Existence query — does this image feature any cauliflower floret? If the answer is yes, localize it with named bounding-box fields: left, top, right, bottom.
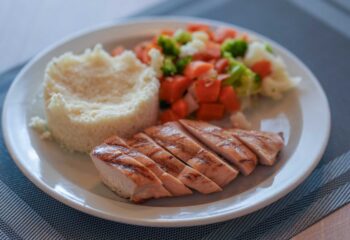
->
left=148, top=48, right=164, bottom=78
left=243, top=42, right=301, bottom=100
left=192, top=31, right=209, bottom=42
left=180, top=39, right=205, bottom=57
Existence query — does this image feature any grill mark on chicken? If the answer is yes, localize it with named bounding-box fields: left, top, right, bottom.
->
left=228, top=129, right=284, bottom=166
left=180, top=120, right=257, bottom=175
left=92, top=144, right=155, bottom=180
left=145, top=122, right=238, bottom=186
left=128, top=133, right=222, bottom=194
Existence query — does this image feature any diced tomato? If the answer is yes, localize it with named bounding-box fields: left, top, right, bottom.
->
left=159, top=75, right=192, bottom=103
left=193, top=41, right=221, bottom=61
left=160, top=109, right=180, bottom=123
left=111, top=46, right=125, bottom=57
left=251, top=60, right=272, bottom=78
left=216, top=73, right=231, bottom=81
left=214, top=27, right=237, bottom=43
left=219, top=86, right=240, bottom=112
left=184, top=61, right=214, bottom=79
left=195, top=79, right=221, bottom=103
left=196, top=103, right=225, bottom=121
left=171, top=98, right=188, bottom=118
left=241, top=33, right=249, bottom=42
left=187, top=23, right=210, bottom=32
left=215, top=58, right=229, bottom=73
left=161, top=29, right=174, bottom=37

· · · ·

• [Exercise brief]: Please count how many lines of the rows above contain the string "bounding", and reply with only that number.

• [Answer to the problem]: 3